§ EXERCISE AIM:
Below are the records; restate all of them exactly.

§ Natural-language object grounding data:
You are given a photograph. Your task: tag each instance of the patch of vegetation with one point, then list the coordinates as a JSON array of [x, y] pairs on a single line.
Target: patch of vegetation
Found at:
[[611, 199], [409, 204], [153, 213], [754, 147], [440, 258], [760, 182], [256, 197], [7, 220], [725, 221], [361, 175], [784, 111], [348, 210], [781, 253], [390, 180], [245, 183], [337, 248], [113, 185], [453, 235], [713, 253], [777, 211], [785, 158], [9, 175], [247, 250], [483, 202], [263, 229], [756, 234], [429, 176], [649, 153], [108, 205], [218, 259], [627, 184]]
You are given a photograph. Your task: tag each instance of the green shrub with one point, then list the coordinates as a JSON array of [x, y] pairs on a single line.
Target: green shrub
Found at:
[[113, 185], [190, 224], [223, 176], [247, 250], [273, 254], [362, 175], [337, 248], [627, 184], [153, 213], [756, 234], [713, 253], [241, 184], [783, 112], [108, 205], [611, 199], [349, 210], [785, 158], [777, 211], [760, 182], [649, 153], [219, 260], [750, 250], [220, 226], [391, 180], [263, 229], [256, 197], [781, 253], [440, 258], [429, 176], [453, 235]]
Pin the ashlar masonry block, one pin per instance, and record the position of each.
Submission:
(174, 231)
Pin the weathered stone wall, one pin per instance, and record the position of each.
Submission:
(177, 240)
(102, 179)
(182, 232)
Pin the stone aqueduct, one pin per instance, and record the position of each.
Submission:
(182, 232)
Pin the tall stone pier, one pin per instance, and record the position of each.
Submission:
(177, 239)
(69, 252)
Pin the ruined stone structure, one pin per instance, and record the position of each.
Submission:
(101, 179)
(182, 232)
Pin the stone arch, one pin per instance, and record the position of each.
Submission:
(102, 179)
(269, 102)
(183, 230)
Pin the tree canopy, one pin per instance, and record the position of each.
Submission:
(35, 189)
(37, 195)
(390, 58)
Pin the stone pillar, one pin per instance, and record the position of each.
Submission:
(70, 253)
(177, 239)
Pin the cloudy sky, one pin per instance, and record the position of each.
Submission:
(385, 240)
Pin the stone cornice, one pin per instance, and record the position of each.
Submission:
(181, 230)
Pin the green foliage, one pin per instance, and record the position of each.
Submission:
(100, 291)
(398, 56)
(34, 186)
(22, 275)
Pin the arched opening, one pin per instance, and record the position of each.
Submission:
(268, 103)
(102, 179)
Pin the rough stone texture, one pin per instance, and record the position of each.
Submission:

§ EXPECTED ANSWER:
You are given a photograph. Your task: tag each instance of the patch of vegetation with one point, then list the coordinates as a JSON array of [x, y] pairs on a single line.
Target: patch of vegetation
Found at:
[[611, 199], [409, 204], [153, 213], [754, 147], [440, 258], [760, 182], [256, 197], [7, 220], [725, 221], [361, 175], [784, 111], [348, 210], [781, 253], [390, 180], [245, 183], [337, 248], [113, 185], [453, 235], [713, 253], [777, 211], [785, 158], [9, 175], [247, 250], [483, 202], [263, 229], [756, 234], [429, 176], [649, 153], [108, 205], [218, 259], [627, 184]]
You are given a photograph. Your task: tag each instance of the green shrub with one point, then list the coordinates as a JSON array of [x, y] pairs on a single line.
Target: green shrub
Found at:
[[113, 185], [190, 224], [223, 176], [247, 250], [273, 254], [362, 175], [337, 248], [627, 184], [153, 213], [756, 234], [713, 253], [241, 184], [783, 112], [108, 205], [611, 199], [349, 210], [785, 158], [777, 211], [760, 182], [649, 153], [219, 260], [750, 250], [220, 226], [391, 180], [263, 229], [256, 197], [781, 253], [440, 258], [429, 176], [453, 235]]
Pin the ashlar masonry block, one pin per instance, and record the position of each.
Submission:
(174, 231)
Pin the weathered stone wall, one pin per instance, and record the position of each.
Submission:
(177, 240)
(102, 179)
(182, 232)
Pin the stone aqueduct, one pin per instance, and record the position of each.
Submission:
(182, 232)
Pin the tall stone pier, one pin per instance, and record the position of each.
Submission:
(177, 239)
(69, 252)
Pin the ruined stone structure, one pin per instance, and record the position of each.
Submission:
(101, 179)
(182, 232)
Pin the stone arch, one pin per instance, and record the position of each.
Submission:
(102, 179)
(269, 102)
(183, 230)
Pin the tree canopy, one pin per instance, and record the position of each.
Submission:
(35, 189)
(37, 195)
(390, 58)
Pin the stone pillar, one pin per instance, and record the position of each.
Submission:
(70, 253)
(177, 239)
Pin the cloudy sky, one pin per instance, and record the position of each.
Submission:
(385, 240)
Pin the stone cornice, one pin per instance, and record the position of each.
Submission:
(181, 230)
Pin the green foliage, one pin per instance, and record the position of each.
Submission:
(100, 291)
(398, 56)
(34, 186)
(22, 275)
Pin the arched opening, one pin per instance, and record the position of each.
Submission:
(268, 103)
(102, 179)
Pin the rough stone texture, one pin per instance, and record the position of each.
Submission:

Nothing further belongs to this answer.